▶ [What you should do]
Find each line in the entries below that contains the word "green" and copy those lines out.
# Materials provided start
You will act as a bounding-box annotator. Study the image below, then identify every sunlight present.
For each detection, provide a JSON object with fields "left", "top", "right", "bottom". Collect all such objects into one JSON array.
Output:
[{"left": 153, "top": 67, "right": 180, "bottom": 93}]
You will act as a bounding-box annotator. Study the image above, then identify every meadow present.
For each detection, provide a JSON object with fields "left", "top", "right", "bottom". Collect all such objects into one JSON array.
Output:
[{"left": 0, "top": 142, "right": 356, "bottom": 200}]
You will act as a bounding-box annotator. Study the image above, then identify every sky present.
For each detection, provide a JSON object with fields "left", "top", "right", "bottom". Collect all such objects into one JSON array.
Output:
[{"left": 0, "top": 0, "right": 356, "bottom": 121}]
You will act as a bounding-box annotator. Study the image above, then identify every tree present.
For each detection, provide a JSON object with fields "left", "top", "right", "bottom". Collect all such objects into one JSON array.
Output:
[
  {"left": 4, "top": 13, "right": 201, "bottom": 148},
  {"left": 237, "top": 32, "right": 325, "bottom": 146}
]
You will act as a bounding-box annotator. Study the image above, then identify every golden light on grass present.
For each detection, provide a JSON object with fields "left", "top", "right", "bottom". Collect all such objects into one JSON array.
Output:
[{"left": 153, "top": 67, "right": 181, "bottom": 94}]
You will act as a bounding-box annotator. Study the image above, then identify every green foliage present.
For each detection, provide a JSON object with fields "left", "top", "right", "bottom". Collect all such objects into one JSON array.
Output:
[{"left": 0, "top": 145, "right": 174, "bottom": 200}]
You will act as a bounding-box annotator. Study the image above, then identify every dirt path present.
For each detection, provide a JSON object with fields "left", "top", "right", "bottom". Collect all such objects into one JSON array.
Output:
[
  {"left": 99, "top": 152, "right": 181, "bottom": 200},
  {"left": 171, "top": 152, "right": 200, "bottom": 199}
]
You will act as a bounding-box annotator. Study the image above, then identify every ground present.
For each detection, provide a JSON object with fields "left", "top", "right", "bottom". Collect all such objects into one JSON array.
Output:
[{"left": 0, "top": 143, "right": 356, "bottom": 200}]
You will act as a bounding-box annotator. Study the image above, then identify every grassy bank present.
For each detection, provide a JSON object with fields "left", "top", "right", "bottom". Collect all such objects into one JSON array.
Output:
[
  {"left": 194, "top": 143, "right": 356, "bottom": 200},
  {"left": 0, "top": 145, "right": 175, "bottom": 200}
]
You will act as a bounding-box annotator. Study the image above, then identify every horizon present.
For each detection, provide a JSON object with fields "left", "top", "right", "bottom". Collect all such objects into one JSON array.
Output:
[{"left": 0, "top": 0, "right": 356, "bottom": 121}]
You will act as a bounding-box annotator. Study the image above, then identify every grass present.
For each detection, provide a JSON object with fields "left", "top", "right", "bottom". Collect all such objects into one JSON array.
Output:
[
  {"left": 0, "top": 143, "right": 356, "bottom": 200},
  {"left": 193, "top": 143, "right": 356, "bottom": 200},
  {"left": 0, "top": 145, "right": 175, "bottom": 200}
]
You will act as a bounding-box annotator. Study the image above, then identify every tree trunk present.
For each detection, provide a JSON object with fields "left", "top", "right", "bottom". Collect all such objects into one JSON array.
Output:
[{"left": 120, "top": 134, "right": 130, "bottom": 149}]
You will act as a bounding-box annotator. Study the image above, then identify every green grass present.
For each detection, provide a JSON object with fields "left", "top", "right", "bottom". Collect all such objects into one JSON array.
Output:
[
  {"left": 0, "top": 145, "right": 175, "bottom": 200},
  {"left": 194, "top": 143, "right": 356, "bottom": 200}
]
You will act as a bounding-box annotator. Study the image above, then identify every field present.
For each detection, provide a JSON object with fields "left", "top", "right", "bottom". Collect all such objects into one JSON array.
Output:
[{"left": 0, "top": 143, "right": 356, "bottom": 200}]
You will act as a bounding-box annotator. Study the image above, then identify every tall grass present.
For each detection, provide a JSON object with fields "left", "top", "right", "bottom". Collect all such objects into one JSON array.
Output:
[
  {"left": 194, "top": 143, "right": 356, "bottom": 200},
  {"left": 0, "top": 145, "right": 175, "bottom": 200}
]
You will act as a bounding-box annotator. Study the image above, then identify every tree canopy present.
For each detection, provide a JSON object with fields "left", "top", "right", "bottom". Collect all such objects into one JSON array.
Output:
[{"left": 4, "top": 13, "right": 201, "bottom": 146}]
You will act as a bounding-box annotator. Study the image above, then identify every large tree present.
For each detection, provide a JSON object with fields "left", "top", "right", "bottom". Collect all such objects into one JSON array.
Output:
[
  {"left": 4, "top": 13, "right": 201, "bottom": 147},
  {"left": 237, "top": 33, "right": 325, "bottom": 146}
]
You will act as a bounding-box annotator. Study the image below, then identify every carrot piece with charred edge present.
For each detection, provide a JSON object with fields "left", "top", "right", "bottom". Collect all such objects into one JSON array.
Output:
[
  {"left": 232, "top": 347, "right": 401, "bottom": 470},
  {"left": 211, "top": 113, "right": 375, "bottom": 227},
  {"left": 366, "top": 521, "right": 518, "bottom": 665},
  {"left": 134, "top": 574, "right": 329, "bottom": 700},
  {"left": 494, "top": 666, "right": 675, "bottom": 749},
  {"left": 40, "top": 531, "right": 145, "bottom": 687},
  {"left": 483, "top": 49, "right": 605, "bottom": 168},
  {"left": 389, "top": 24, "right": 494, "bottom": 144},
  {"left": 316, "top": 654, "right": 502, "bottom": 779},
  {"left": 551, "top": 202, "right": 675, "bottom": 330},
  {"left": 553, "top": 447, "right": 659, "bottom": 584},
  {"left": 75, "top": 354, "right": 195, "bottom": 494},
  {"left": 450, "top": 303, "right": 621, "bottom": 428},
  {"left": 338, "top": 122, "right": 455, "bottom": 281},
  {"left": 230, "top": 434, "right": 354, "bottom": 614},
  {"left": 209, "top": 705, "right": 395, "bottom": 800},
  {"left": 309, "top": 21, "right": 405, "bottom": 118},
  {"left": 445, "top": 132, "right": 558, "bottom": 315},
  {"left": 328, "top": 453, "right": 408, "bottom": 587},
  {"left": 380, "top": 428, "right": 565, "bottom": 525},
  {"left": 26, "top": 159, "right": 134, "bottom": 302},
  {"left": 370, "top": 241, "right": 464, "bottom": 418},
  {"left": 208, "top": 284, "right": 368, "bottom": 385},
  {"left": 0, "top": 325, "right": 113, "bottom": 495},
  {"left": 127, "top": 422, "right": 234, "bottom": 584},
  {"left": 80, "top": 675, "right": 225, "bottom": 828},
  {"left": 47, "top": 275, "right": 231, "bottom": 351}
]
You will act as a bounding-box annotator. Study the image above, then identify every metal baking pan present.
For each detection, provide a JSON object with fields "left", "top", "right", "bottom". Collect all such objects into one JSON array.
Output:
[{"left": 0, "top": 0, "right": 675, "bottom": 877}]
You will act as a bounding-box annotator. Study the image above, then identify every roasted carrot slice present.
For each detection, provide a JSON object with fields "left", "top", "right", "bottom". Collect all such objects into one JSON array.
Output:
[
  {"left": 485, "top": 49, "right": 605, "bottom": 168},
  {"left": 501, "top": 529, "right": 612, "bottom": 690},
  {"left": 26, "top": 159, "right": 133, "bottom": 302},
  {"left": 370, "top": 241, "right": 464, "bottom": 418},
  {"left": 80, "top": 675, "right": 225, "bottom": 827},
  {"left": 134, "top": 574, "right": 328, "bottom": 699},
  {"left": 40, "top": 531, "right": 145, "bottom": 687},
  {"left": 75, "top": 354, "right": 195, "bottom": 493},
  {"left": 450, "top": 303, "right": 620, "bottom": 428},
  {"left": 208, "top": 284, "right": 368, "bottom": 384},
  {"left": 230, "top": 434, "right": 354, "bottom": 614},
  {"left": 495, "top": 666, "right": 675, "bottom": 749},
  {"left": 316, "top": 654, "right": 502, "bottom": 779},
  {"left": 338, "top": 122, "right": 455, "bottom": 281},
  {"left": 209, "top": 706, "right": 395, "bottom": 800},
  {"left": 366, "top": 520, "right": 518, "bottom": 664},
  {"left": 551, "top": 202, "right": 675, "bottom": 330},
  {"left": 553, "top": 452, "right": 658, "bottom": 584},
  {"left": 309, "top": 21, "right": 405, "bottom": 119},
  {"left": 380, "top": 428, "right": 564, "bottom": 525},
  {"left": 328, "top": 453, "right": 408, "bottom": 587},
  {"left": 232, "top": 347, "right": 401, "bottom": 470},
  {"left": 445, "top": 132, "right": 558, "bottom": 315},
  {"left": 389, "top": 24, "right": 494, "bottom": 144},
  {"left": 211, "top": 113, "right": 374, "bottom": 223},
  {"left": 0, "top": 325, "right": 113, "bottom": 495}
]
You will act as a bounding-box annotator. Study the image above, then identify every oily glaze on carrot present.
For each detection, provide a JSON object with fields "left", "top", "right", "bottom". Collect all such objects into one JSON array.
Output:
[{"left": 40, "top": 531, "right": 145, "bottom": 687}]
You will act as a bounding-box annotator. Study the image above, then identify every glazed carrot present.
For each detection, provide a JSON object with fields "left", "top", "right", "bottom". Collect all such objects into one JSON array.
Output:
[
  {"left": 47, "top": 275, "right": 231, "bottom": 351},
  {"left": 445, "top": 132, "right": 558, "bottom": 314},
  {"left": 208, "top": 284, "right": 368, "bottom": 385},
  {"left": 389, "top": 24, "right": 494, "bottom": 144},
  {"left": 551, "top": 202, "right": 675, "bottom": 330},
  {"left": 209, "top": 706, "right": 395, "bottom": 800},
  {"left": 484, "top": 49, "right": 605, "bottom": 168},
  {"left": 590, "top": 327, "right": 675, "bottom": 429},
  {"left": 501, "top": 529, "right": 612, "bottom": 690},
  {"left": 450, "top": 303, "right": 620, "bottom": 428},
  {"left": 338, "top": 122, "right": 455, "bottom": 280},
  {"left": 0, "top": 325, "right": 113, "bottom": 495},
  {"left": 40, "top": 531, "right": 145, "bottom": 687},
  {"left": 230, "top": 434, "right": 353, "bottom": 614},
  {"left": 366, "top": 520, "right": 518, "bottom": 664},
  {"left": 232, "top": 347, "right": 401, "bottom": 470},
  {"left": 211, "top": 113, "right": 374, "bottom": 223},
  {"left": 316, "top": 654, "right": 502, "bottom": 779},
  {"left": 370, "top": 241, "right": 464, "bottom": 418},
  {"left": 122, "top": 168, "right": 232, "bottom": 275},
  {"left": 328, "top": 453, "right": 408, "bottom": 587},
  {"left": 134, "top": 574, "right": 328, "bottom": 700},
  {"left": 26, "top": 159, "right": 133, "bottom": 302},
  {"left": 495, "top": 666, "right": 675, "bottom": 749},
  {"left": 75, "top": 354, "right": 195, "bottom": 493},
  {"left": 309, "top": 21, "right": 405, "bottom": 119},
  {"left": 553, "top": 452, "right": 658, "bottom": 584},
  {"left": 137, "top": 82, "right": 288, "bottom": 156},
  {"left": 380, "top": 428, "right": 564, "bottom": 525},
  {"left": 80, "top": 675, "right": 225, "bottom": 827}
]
# Materials provided end
▶ [Final result]
You will act as a bounding-box annotator. Study the image above, then identify every green foliage present.
You will act as a bounding-box annotator. Study the image above, then identify every green grass present.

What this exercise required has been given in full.